>> Begin TASK DATA
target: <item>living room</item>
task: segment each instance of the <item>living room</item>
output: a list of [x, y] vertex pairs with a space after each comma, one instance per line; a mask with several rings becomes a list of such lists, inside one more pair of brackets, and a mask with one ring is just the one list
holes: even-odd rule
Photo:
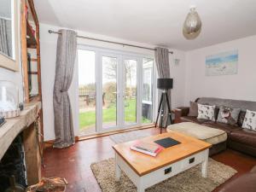
[[0, 1], [0, 192], [256, 191], [256, 2]]

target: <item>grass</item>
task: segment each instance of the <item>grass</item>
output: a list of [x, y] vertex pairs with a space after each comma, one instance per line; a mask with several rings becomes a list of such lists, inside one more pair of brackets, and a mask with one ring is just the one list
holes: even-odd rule
[[[116, 107], [111, 104], [108, 108], [102, 110], [103, 123], [116, 121]], [[128, 123], [136, 122], [136, 100], [126, 100], [125, 102], [125, 121]], [[150, 123], [150, 119], [143, 118], [143, 123]], [[84, 130], [96, 125], [96, 111], [83, 112], [79, 113], [79, 128]]]

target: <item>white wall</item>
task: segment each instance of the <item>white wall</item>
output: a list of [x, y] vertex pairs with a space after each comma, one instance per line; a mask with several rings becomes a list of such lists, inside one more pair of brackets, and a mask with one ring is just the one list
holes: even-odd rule
[[[206, 56], [238, 49], [238, 73], [206, 76]], [[256, 101], [256, 36], [186, 52], [185, 104], [212, 96]]]
[[[18, 3], [18, 10], [20, 9], [20, 3]], [[18, 13], [18, 30], [20, 31], [20, 13]], [[20, 42], [20, 33], [18, 32], [18, 42]], [[20, 58], [20, 43], [18, 46], [19, 49], [19, 72], [13, 72], [5, 68], [0, 67], [0, 80], [13, 82], [19, 88], [19, 99], [20, 102], [23, 102], [23, 78], [22, 78], [22, 67]]]
[[[44, 108], [44, 140], [55, 139], [54, 131], [54, 111], [53, 111], [53, 87], [55, 80], [55, 55], [56, 55], [56, 44], [57, 35], [49, 34], [49, 29], [57, 31], [60, 27], [40, 24], [40, 44], [41, 44], [41, 69], [42, 69], [42, 92], [43, 92], [43, 108]], [[126, 44], [137, 44], [141, 46], [147, 46], [154, 48], [154, 46], [137, 42], [131, 42], [125, 39], [119, 39], [102, 35], [97, 35], [84, 32], [77, 31], [79, 35], [98, 38], [102, 39], [124, 42]], [[78, 43], [81, 44], [108, 48], [113, 49], [119, 49], [124, 51], [130, 51], [134, 53], [140, 53], [148, 55], [154, 55], [154, 51], [137, 49], [127, 46], [116, 45], [113, 44], [107, 44], [102, 42], [91, 41], [87, 39], [78, 38]], [[173, 49], [174, 54], [170, 55], [171, 63], [171, 75], [174, 78], [174, 89], [172, 90], [172, 106], [181, 106], [184, 102], [184, 52]], [[180, 59], [178, 66], [173, 64], [173, 59]], [[73, 106], [73, 119], [75, 122], [75, 133], [78, 134], [78, 69], [75, 69], [75, 73], [73, 84], [69, 90], [69, 96]]]

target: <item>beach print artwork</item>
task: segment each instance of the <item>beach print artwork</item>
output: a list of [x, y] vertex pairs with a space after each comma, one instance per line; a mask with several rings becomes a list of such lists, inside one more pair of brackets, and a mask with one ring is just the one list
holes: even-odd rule
[[206, 75], [232, 75], [237, 73], [238, 50], [208, 55], [206, 58]]

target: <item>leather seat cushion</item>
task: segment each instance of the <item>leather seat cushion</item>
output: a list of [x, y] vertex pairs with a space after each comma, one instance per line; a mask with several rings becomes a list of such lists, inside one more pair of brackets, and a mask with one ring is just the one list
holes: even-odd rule
[[231, 132], [230, 140], [256, 148], [256, 131], [242, 129]]
[[229, 124], [224, 124], [224, 123], [218, 123], [218, 122], [213, 122], [213, 121], [205, 122], [202, 124], [202, 125], [220, 129], [220, 130], [226, 131], [229, 134], [234, 131], [241, 130], [241, 128], [239, 126], [234, 126], [234, 125], [231, 125]]
[[220, 192], [255, 192], [256, 173], [247, 172], [223, 186]]
[[196, 124], [203, 124], [205, 122], [207, 122], [209, 120], [207, 119], [197, 119], [196, 117], [189, 117], [189, 116], [183, 116], [180, 118], [182, 122], [193, 122]]
[[211, 144], [218, 144], [227, 140], [227, 133], [225, 131], [191, 122], [170, 125], [167, 127], [167, 131], [177, 131]]

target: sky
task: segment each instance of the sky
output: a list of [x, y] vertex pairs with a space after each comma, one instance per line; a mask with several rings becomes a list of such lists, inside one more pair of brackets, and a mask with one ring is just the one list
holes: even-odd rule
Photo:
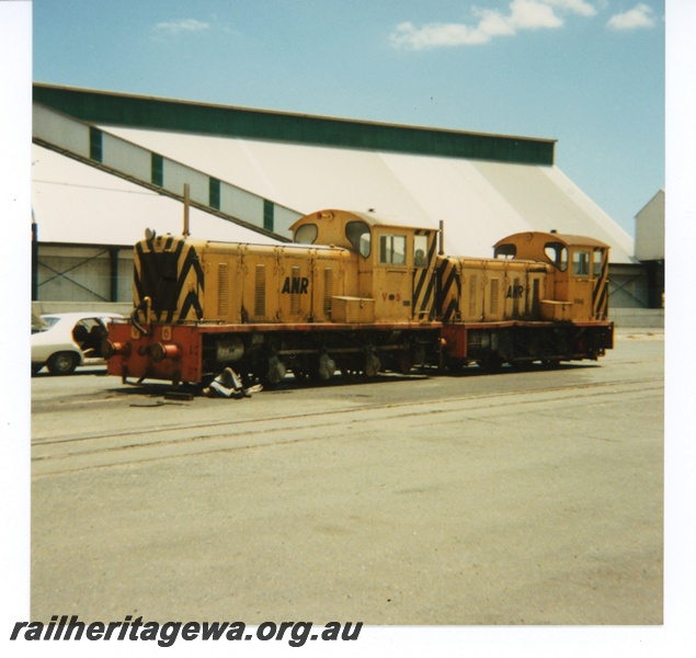
[[33, 79], [558, 139], [630, 236], [665, 186], [664, 0], [34, 0]]

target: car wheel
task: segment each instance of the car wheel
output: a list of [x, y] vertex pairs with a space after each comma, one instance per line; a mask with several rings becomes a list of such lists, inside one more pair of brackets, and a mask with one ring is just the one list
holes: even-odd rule
[[79, 361], [75, 352], [57, 352], [48, 360], [48, 372], [52, 375], [69, 375], [75, 372]]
>> End TASK DATA
> [INSTRUCTIONS TO FOLLOW]:
Present every line of the rows above as a numbered list. Omit the blank lines and the pictures.

> [EXERCISE OUTPUT]:
1. target: <item>living room</item>
2. task: segment each instance of the <item>living room</item>
3. output: a list of [x, y] vertex pairs with a space after each comma, one instance per line; a mask with several rings becomes a list of such lists, inside one more pair of brackets, and a mask with one ring is just the one list
4. holes: even-odd rule
5. Photo:
6. [[0, 1], [0, 192], [256, 191], [256, 2]]
7. target: <item>grass</item>
8. task: segment each instance of the <item>grass</item>
9. output: a list of [x, y] vertex pairs with a space after each comma, one instance per line; a mask with several rings becomes a list of such lists, inside one more pair of brackets, and a mask with one ring is just the one list
10. holes: even-odd rule
11. [[[116, 107], [111, 104], [108, 108], [102, 110], [103, 123], [116, 121]], [[128, 123], [136, 122], [136, 100], [126, 100], [125, 102], [125, 121]], [[150, 123], [150, 119], [143, 118], [143, 123]], [[84, 130], [96, 125], [96, 111], [83, 112], [79, 113], [79, 128]]]
12. target: <item>white wall</item>
13. task: segment each instance of the <item>white wall</item>
14. output: a list of [x, y] vertex pairs with a space after each comma, one instance per line; a mask with several rings becomes a list of such lists, inside one more pair of brackets, and a mask with one ring is just the one list
15. holes: even-odd rule
16. [[[206, 56], [238, 49], [238, 73], [206, 76]], [[256, 101], [256, 36], [186, 52], [185, 104], [212, 96]]]
17. [[[18, 3], [18, 10], [20, 9], [20, 3]], [[18, 13], [18, 30], [20, 31], [20, 13]], [[20, 42], [20, 33], [18, 32], [18, 42]], [[20, 58], [20, 43], [18, 46], [19, 49], [19, 72], [13, 72], [5, 68], [0, 67], [0, 80], [13, 82], [19, 88], [19, 99], [20, 102], [23, 102], [23, 78], [22, 78], [22, 67]]]
18. [[[44, 108], [44, 140], [55, 139], [54, 131], [54, 111], [53, 111], [53, 87], [55, 80], [55, 55], [56, 55], [56, 44], [57, 35], [49, 34], [49, 29], [57, 31], [60, 27], [40, 24], [40, 44], [41, 44], [41, 69], [42, 69], [42, 92], [43, 92], [43, 108]], [[126, 44], [137, 44], [141, 46], [147, 46], [154, 48], [154, 46], [137, 42], [131, 42], [125, 39], [119, 39], [102, 35], [97, 35], [84, 32], [77, 31], [79, 35], [98, 38], [102, 39], [124, 42]], [[78, 43], [81, 44], [108, 48], [113, 49], [119, 49], [124, 51], [130, 51], [134, 53], [140, 53], [148, 55], [154, 55], [154, 51], [137, 49], [127, 46], [116, 45], [113, 44], [107, 44], [102, 42], [91, 41], [87, 39], [78, 38]], [[173, 49], [174, 54], [170, 55], [171, 63], [171, 75], [174, 78], [174, 89], [172, 90], [172, 106], [181, 106], [184, 102], [184, 52]], [[180, 59], [178, 66], [173, 64], [173, 59]], [[73, 106], [73, 119], [75, 122], [75, 133], [78, 134], [78, 69], [75, 69], [75, 73], [73, 84], [69, 90], [69, 96]]]
19. target: <item>beach print artwork</item>
20. task: segment each instance of the <item>beach print artwork</item>
21. output: a list of [x, y] vertex pairs with a space after each comma, one instance per line; a mask with several rings becomes a list of such lists, inside one more pair of brackets, and a mask with one ring is just the one list
22. holes: even-odd rule
23. [[206, 75], [232, 75], [237, 73], [238, 50], [208, 55], [206, 58]]
24. target: <item>leather seat cushion</item>
25. task: segment each instance of the <item>leather seat cushion</item>
26. output: a list of [x, y] vertex pairs with a space after each comma, one instance per line; a mask with several rings becomes a list of such lists, inside one more pair of brackets, and a mask with one ring is just the one list
27. holes: even-odd rule
28. [[231, 132], [230, 140], [256, 148], [256, 131], [242, 129]]
29. [[229, 124], [224, 124], [224, 123], [218, 123], [218, 122], [213, 122], [213, 121], [205, 122], [202, 124], [202, 125], [220, 129], [220, 130], [226, 131], [229, 134], [234, 131], [241, 130], [241, 128], [239, 126], [234, 126], [234, 125], [231, 125]]
30. [[220, 192], [255, 192], [256, 173], [247, 172], [223, 186]]
31. [[196, 124], [203, 124], [205, 122], [207, 122], [209, 120], [207, 119], [197, 119], [196, 117], [189, 117], [189, 116], [183, 116], [180, 118], [182, 122], [193, 122]]
32. [[211, 144], [218, 144], [227, 140], [227, 133], [225, 131], [191, 122], [170, 125], [167, 127], [167, 131], [177, 131]]
33. target: sky
34. task: segment each instance of the sky
35. output: a list of [x, y] vertex pairs with a space after each comma, one instance per line; a mask with several rings becomes a list of such lists, inside one more pair of brackets, and a mask with one ring is just the one list
36. holes: even-odd rule
37. Photo:
38. [[33, 79], [558, 139], [630, 236], [665, 186], [664, 0], [34, 0]]
39. target: car wheel
40. task: segment each instance of the car wheel
41. output: a list of [x, y] vertex pairs with a space after each comma, one instance per line; a mask with several rings becomes a list of such lists, inside one more pair of brackets, and a mask with one ring is just the one list
42. holes: even-odd rule
43. [[79, 361], [75, 352], [57, 352], [48, 360], [48, 372], [52, 375], [69, 375], [75, 372]]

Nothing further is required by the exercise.